What you need to do – Locate every line in the items below that contains the string "column", treating uppercase and lowercase as different, and copy each of those lines.

Exercise input –
==================================================

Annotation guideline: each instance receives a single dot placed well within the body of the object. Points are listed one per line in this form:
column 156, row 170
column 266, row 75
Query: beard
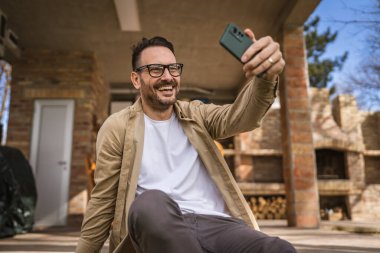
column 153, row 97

==================================================

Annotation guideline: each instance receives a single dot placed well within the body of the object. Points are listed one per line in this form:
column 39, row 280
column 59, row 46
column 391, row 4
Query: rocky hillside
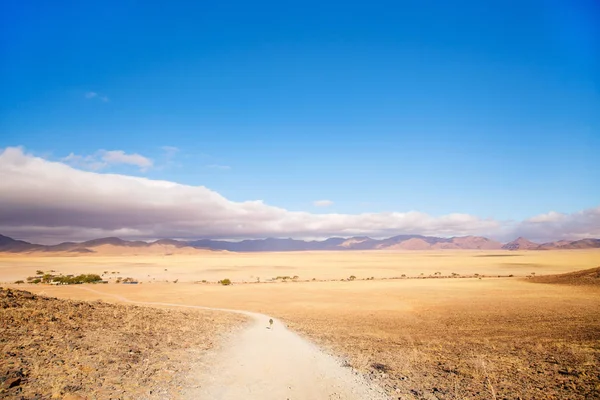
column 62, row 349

==================================================

Task output –
column 156, row 170
column 266, row 75
column 153, row 97
column 39, row 280
column 59, row 46
column 391, row 4
column 62, row 349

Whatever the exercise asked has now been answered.